**Page excerpt**

- - -

Of course it doesn't, because Satan now wants to make sure that you don't develop that relationship. Because now it is not sinful anymore.
You don't have to feel guilty about it anymore, and you can finally develop that relationship and enter into the fullness of it.
So the first thing he is going to do now is try and turn you off and decrease your sexual desire. He wants to destroy the relationship. And if he can, he will now take that sexual desire and start directing it somewhere else.
You will find yourself being sexually attracted to third parties; to somebody at work or someone you are associated with. Suddenly this strong sexual drive temptation becomes directed outwards instead of in the marriage.
Because Satan knows if a satisfying sexual relationship occurs in the marriage and the two of you become fully one in spirit, soul and body, you will be a threat to his kingdom.
It is a known fact that counselors who counsel people with sexual problems, when they share with the counselor they will say,
"You know before we got married the sex was awesome. We had a wonderful time. The problems just seemed to start after we got married. I wonder why."

- - -

**Provided material**
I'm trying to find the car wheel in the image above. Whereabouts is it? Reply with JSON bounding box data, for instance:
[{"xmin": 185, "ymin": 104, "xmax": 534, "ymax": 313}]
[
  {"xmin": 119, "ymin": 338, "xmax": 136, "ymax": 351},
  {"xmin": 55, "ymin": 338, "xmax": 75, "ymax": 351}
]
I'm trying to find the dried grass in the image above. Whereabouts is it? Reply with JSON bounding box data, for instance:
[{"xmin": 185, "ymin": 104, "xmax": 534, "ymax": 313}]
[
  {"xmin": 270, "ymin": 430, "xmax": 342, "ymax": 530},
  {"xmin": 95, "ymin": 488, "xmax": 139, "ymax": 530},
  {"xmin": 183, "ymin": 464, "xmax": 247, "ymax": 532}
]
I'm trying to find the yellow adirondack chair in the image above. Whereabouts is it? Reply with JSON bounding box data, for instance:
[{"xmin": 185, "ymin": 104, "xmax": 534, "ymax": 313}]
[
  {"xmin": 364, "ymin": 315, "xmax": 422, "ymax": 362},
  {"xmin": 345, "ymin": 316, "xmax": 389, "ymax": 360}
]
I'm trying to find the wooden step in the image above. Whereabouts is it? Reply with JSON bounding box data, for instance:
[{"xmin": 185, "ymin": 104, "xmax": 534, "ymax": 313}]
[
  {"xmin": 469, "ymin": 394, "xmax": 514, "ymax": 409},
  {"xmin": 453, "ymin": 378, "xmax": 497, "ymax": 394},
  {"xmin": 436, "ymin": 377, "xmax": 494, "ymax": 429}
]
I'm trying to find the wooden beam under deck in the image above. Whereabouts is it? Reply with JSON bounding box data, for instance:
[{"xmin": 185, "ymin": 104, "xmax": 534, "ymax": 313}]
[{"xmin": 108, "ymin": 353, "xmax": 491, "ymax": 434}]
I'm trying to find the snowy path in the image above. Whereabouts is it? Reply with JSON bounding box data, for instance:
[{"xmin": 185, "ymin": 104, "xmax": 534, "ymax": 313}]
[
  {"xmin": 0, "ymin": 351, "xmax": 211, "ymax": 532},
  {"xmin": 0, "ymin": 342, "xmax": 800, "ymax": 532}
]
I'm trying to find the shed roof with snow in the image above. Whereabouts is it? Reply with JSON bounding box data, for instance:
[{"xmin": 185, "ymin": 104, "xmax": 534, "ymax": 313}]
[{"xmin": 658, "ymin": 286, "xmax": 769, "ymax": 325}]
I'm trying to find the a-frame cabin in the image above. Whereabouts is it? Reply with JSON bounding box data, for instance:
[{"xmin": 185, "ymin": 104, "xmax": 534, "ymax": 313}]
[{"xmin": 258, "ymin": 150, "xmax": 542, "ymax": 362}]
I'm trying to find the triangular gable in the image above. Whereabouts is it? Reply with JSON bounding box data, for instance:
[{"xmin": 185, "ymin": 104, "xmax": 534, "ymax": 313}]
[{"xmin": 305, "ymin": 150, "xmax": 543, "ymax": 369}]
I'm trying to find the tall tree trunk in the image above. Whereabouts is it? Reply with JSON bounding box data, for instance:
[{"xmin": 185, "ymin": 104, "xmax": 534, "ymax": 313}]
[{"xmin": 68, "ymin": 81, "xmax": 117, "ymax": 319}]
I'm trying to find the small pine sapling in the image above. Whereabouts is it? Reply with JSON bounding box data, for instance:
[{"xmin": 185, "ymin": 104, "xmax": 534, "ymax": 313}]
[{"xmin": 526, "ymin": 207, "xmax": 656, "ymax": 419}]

- - -

**Problems and tasks**
**a.** Answer these questions from the marriage passage:
(i) What is the first thing Satan is said to do once the relationship is no longer sinful?
(ii) To whom might a person find themselves sexually attracted?
(iii) How do people who see counselors describe the sex before they married?
**b.** Repeat the part of the marriage passage starting at "Of course it" and ending at "fullness of it.".

**Responses per task**
**a.**
(i) He tries to turn you off and decrease your sexual desire.
(ii) To third parties: somebody at work or someone you are associated with.
(iii) They say it was awesome.

**b.**
Of course it doesn't, because Satan now wants to make sure that you don't develop that relationship. Because now it is not sinful anymore.
You don't have to feel guilty about it anymore, and you can finally develop that relationship and enter into the fullness of it.